- **Источник**:
—————

И самые печальные мотивы все равно сопровождаются у него этой полнотой чувств, горячим дыханием: „Какая грусть! Конец аллеи…“, „Какая холодная осень!..“, „Прости! Во мгле воспоминанья…“» [Кушнер 2005, с. 8–9][186].
Мысль эта не нова, она высказывалась еще в начале прошлого века (см.: [Дарский 1916]). Б. В. Никольский описывал эмоциональный мир фетовской лирики так: «Вся цельность и восторженность его стремительного ума наиболее наглядно сказывалась именно в культе красоты»; «жизнерадостный гимн неколебимо замкнутого в своем призвании художника-пантеиста (верящего в божественную сущность, одушевленность природы. — А.Р.) изящному восторгу и просветлению духа среди прекрасного мира — вот что такое по своему философскому содержанию поэзия Фета»; но при этом фон радости у Фета — страдание как неизменный закон бытия: «Трепетная полнота бытия, восторг и вдохновение — вот то, чем осмыслено страдание, вот где примирены артист и человек» [Никольский 1912, с. 48, 52, 41].
Об этом же писали еще первые критики, однако они знали лишь раннюю поэзию Фета: «Но мы забыли еще указать на особенный характер произведений г. Фета: в них есть звук, которого до него не слышно было в русской поэзии, — это звук светлого праздничного чувства жизни» [Боткин 2003, с. 332].
Такая оценка фетовской поэзии очень неточна и во многом неверна. В какой-то степени Фет начинает выглядеть так же, как в восприятии Д. И. Писарева и других радикальных критиков, но только со знаком «плюс». Прежде всего, в представлении Фета счастье — «безумное»[187], т. е. невозможное и ощутимое только безумцем; это трактовка безусловно романтическая. Показательно, например, стихотворение, которое так и начинается: «Как богат я в безумных стихах!..» (1887). Ультра-романтическими выглядят строки: «И звуки те ж и те ж благоуханья, / И чувствую — пылает голова, / И я шепчу безумные желанья, /И я шепчу безумные слова!..» («Вчера я шел по зале освещенной…», 1858).
Как пишет С. Г. Бочаров о стихотворении «Моего тот безумства желал, кто смежал / Этой розы завой (завитки. — А.Р.), и блестки, и росы…» (1887), в нем выражен «эстетический экстремизм такого градуса и такого качества („Безумной прихоти певца“), <…> коренящийся в историческом отчаянии» [Бочаров 1999, с. 326].

—————

- **Исходные данные**:

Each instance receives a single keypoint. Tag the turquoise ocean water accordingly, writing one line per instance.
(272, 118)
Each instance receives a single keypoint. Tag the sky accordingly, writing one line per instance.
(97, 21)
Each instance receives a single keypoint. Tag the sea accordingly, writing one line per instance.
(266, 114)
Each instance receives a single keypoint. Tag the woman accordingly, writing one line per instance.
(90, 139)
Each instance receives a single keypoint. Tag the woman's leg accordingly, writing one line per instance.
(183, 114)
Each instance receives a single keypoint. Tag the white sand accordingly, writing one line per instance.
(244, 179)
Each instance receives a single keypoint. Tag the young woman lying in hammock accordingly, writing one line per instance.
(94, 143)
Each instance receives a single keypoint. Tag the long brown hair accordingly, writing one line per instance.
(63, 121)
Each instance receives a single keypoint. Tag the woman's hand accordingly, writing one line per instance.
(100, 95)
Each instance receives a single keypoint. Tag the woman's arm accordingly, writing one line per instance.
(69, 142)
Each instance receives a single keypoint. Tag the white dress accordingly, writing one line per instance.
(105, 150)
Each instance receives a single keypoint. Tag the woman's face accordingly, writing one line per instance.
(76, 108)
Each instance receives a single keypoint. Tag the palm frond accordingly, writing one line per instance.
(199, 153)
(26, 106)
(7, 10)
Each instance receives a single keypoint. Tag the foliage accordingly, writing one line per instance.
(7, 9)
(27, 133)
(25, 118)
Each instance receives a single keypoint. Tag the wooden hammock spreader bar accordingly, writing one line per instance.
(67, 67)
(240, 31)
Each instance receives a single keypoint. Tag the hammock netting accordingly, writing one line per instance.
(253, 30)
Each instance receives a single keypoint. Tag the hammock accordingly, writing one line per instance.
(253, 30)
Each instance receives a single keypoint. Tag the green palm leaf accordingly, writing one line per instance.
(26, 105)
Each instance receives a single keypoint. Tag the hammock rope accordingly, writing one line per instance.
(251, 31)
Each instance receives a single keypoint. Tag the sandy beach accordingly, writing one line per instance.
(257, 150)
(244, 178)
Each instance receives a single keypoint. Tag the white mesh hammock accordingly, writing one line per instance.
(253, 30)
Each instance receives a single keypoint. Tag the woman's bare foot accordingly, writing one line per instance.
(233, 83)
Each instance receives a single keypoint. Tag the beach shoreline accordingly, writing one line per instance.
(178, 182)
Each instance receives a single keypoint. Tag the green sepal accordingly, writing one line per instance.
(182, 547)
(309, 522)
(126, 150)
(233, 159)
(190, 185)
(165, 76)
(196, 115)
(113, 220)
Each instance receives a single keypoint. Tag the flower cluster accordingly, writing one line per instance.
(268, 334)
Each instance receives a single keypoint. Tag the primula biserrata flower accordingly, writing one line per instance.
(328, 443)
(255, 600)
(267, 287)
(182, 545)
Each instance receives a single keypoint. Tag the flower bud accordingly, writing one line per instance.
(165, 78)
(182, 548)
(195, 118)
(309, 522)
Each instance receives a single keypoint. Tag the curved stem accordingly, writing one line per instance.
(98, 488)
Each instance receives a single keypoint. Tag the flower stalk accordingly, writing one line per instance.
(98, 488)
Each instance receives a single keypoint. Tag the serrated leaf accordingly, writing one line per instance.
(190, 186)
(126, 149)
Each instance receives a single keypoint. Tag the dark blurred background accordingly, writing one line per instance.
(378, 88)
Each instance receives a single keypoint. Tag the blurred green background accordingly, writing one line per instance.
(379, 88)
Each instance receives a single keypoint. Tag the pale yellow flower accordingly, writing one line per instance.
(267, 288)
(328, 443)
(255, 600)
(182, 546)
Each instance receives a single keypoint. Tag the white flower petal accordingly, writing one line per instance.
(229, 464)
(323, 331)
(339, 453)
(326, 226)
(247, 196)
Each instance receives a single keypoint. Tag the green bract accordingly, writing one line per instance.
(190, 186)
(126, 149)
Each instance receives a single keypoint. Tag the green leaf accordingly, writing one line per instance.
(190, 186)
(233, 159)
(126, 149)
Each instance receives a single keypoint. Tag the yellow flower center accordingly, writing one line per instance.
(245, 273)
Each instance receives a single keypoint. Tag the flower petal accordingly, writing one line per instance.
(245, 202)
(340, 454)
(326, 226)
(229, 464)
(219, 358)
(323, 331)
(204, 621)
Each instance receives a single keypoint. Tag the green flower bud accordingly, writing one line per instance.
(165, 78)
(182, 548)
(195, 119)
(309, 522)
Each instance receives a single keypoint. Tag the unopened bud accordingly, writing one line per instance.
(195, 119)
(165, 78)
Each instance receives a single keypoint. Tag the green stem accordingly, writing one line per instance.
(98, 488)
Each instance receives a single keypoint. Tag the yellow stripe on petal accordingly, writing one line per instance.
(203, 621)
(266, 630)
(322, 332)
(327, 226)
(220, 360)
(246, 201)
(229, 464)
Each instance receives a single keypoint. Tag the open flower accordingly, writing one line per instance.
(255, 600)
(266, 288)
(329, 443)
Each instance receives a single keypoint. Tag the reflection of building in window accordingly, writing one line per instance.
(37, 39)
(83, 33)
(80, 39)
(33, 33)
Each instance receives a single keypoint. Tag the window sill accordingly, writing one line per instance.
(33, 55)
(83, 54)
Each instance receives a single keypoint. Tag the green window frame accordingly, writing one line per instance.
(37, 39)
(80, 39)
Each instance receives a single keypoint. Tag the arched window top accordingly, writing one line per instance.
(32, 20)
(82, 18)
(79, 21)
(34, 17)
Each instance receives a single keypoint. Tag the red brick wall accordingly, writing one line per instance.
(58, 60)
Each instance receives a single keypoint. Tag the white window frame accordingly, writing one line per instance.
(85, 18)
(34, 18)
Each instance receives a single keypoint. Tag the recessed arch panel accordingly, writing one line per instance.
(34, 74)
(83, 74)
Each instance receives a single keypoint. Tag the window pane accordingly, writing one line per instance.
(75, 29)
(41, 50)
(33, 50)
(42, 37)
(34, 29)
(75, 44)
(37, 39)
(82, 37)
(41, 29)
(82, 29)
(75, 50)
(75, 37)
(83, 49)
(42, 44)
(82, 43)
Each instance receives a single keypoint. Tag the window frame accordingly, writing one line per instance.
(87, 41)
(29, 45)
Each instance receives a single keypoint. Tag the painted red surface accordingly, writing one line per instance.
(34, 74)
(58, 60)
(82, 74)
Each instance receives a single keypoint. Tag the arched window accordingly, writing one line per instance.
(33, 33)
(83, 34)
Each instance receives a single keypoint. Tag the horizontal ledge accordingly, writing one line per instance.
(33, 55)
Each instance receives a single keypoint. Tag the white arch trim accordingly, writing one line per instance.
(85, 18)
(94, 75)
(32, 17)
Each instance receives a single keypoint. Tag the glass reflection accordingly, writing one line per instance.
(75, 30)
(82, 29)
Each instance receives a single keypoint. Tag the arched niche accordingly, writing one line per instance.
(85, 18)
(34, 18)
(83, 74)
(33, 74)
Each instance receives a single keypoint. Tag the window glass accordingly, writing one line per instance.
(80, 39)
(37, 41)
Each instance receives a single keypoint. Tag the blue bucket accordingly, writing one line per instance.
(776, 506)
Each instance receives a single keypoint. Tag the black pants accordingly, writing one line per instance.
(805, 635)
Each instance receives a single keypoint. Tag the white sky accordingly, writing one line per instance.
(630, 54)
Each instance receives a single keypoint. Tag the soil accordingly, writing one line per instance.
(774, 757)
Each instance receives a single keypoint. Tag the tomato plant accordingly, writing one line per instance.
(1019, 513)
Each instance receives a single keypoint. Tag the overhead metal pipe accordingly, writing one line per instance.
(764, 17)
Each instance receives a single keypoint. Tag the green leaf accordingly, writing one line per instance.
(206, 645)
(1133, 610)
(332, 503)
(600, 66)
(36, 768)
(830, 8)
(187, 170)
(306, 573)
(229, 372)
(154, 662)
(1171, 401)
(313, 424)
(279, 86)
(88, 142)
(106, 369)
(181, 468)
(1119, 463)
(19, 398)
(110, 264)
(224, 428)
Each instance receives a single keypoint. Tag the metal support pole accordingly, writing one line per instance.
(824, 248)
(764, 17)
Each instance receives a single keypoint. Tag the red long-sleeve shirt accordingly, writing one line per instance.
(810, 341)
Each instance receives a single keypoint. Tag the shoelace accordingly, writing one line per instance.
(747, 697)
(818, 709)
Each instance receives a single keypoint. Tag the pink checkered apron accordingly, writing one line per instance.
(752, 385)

—————

- **Задача**:
Выведите без изменений фрагмент текста о лирике Фета от «И самые печальные» до «2005, с. 8–9][186].».

- **Полный ответ**:
И самые печальные мотивы все равно сопровождаются у него этой полнотой чувств, горячим дыханием: „Какая грусть! Конец аллеи…“, „Какая холодная осень!..“, „Прости! Во мгле воспоминанья…“» [Кушнер 2005, с. 8–9][186].